## EXCERPT
In August, the Texas Public Policy Foundation released a report by internationally renowned economist Dr. Arthur Laffer which concluded that health care reforms based on President Barack Obama’s agenda would lead to much higher health-care inflation and slower economic growth; cost every Texas resident an additional $4,265; and still leave roughly 30 million Americans uninsured.

But if not the Obama plan, or one of the similar proposals pending in the U.S. Congress, then what? Our research establishes that a patient-centered approach to health care reform would build on America’s world-leading quality and high patient satisfaction in a way that extends those benefits to even more people and empowers all patients to make their own medical decisions.

Government health care programs were created with the intention to help the needy, but the transition out of government assistance has presented severe problems. Medicaid and the Children’s Health Insurance Program (CHIP) are means-tested, and no matter where the income eligibility level is set, families just above that level suffer a triple whammy. They are not eligible for the government benefit, they must obtain private insurance which has been made more expensive because of government programs, and their taxes increase to pay for the health insurance of families that may only make slightly less than they do.

## Dataset items
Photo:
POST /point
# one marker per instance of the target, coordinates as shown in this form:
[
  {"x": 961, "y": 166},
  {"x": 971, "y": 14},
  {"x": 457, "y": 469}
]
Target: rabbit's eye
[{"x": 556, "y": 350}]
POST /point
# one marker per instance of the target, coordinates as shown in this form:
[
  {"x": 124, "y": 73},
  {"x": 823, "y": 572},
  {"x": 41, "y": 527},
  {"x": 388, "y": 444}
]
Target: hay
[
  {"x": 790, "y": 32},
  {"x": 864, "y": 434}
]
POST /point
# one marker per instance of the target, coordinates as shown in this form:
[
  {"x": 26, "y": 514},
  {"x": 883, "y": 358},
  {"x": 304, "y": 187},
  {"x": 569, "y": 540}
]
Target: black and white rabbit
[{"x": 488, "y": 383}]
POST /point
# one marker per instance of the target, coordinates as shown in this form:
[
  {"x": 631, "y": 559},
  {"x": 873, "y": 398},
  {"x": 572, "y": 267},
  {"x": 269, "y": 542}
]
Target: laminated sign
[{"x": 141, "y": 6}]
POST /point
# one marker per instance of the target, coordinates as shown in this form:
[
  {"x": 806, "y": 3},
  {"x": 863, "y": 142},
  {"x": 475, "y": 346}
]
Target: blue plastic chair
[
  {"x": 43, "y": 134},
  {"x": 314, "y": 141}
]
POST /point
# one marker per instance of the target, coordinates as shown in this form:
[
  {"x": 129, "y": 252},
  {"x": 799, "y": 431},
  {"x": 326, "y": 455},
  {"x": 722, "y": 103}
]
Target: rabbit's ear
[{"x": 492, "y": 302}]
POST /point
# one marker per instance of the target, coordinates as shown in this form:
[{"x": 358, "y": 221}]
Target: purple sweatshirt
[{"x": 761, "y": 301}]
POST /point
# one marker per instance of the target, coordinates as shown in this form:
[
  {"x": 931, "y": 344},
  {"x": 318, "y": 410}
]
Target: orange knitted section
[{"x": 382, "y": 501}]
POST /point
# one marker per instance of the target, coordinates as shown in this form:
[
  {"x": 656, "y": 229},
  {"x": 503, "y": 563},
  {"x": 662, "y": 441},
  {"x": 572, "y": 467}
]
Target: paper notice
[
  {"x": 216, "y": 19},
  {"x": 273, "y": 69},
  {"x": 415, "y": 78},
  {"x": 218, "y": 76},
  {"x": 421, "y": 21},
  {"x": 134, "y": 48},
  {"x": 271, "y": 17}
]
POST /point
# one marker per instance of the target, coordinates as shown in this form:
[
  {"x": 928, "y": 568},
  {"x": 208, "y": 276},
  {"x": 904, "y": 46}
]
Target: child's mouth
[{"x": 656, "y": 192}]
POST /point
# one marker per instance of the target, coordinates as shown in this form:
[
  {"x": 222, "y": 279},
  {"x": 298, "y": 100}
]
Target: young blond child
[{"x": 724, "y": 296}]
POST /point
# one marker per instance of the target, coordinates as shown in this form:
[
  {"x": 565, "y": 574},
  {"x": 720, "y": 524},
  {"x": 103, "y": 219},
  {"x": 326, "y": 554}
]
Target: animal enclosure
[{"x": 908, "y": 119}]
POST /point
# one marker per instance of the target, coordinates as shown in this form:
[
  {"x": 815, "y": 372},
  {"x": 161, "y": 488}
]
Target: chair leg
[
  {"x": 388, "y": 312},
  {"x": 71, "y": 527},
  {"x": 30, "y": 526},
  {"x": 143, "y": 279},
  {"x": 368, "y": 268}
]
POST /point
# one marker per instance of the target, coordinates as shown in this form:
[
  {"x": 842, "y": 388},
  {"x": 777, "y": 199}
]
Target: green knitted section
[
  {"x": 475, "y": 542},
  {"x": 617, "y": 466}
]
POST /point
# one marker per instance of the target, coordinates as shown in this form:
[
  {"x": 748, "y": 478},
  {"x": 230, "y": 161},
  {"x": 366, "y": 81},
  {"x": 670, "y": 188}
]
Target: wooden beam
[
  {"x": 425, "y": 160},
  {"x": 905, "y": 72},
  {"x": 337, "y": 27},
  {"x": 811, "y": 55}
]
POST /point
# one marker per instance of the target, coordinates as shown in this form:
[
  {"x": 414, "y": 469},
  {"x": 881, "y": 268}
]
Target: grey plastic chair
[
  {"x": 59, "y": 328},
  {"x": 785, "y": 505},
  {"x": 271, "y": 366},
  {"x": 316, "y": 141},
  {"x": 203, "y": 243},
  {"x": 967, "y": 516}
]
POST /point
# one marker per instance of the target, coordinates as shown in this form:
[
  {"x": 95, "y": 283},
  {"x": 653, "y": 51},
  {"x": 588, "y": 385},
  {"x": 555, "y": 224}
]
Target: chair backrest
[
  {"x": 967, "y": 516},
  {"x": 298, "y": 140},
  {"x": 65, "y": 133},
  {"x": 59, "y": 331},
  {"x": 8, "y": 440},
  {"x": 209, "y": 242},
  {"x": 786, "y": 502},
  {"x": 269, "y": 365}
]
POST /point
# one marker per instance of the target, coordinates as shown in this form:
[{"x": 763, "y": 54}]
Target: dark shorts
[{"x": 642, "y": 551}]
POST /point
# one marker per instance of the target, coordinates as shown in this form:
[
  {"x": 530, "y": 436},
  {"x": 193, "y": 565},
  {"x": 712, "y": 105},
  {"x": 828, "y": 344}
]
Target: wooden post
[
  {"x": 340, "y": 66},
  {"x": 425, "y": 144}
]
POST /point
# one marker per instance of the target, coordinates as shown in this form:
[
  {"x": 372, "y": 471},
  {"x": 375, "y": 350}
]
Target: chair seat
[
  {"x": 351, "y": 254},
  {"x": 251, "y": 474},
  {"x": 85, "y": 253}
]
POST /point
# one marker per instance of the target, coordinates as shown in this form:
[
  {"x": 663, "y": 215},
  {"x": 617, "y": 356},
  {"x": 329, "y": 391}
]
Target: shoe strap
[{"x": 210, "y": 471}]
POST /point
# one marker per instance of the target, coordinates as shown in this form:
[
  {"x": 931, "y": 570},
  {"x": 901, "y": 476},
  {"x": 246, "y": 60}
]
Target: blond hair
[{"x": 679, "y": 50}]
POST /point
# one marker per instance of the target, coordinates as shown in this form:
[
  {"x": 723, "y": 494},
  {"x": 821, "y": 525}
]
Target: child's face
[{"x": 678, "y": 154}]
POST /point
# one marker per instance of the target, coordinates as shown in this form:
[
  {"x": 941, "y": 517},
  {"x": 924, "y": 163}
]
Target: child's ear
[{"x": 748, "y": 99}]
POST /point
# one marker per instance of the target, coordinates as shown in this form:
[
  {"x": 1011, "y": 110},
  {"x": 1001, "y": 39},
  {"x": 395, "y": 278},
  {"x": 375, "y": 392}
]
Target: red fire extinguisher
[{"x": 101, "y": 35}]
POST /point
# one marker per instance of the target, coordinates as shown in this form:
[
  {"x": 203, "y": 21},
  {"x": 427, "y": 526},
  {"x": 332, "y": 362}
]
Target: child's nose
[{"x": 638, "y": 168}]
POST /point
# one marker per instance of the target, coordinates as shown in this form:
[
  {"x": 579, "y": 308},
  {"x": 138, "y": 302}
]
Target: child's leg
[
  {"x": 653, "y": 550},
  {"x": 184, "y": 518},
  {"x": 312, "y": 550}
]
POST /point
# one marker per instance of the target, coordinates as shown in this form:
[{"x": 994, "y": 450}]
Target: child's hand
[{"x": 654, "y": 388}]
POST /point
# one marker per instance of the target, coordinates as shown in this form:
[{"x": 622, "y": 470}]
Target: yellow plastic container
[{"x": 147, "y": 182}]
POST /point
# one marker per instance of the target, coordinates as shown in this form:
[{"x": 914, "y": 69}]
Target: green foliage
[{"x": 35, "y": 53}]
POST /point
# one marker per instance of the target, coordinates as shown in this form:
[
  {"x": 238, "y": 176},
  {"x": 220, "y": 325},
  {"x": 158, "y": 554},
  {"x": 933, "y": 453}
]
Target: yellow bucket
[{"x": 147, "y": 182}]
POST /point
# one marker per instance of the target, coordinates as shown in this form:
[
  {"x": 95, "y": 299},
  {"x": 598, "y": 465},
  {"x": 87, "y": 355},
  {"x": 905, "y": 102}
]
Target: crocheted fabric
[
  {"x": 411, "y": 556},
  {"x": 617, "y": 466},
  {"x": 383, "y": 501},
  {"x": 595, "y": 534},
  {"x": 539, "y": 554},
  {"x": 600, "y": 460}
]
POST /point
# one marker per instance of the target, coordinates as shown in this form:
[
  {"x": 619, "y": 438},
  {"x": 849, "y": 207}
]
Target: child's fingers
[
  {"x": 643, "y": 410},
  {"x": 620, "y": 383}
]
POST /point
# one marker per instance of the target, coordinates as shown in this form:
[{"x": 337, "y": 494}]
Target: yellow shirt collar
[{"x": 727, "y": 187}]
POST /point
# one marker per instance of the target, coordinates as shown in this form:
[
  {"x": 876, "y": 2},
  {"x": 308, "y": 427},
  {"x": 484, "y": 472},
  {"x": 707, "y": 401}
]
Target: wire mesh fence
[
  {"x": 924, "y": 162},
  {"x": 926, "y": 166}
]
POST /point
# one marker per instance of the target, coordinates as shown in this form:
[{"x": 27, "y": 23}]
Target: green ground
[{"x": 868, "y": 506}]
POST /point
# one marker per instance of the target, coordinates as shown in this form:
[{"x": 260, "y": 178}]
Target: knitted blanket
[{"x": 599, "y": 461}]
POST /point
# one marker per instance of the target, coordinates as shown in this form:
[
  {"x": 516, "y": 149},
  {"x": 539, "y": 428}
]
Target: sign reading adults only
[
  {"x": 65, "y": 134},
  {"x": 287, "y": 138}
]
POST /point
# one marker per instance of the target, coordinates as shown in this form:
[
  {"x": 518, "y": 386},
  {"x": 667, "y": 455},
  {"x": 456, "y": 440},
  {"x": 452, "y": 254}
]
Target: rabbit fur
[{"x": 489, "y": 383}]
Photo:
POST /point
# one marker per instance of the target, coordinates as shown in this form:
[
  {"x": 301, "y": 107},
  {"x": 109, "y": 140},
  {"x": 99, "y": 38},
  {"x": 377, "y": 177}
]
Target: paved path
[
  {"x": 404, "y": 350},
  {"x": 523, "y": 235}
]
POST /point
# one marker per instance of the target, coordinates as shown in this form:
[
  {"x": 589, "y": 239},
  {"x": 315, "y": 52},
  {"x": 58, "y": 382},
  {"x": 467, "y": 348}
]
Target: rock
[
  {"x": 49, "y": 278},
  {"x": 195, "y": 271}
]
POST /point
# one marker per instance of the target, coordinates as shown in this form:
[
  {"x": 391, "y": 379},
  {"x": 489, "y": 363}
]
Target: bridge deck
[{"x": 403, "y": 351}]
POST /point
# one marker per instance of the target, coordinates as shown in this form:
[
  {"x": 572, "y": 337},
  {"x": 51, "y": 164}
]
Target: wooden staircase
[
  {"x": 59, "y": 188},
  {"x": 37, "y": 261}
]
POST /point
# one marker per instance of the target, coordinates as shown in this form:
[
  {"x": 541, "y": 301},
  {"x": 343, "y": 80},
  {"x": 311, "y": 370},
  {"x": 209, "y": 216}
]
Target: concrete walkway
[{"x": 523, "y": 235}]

## LIST OF TASKS
a – In the health care reform article, how much would reforms based on President Obama's agenda cost every Texas resident?
b – Carry on the health care reform article from its final sentence.
Nothing in the listing is needed here.

## ANSWERS TO THE PROBLEMS
a – An additional $4,265.

b –
It should not be surprising that many of these families living on the edge of self-sufficiency wind up among the uninsured.

Instead, provide families eligible for Medicaid and CHIP with vouchers that they could use to purchase private insurance. The amount of the voucher would be on a sliding scale – government support would taper off as family incomes increase. Such an approach would assist those who are unable to help themselves, while providing a pathway for those families to become self-sufficient and giving them a greater voice in their own health care decisions.

Those who currently have health coverage would also benefit from a patient-centered approach that reduces the size, scope, and complexity of government intrusion.

Today’s employer-based health insurance system is a relic of the 1940’s that has proven to be unsuitable for a much more fluid 21st century workforce. Providing the health-insurance tax deduction to individuals instead of employers would allow people to truly own their insurance, carry it from job to job, and resolve many of the issues surrounding pre-existing conditions.

We should encourage greater use of proven cost-saving tools such as health savings accounts (HSAs), which pair high-deductible, catastrophic insurance protection with tax-exempt savings to cover routine medical expenses. When compared to traditional insurance plans, HSAs have reduced health care costs by 12 to 20 percent the first year, and halved thereafter the rate of increase in health care costs.

Consumers should be free to shop across state lines for policies that meet their requirements rather than those arbitrarily set by their state government.

Antiquated scope of practice laws prohibit non-physician health professionals from practicing to the extent of their education and training. Eliminating such artificial restrictions would increase the supply of quality medical providers and provide more choices to the consumer.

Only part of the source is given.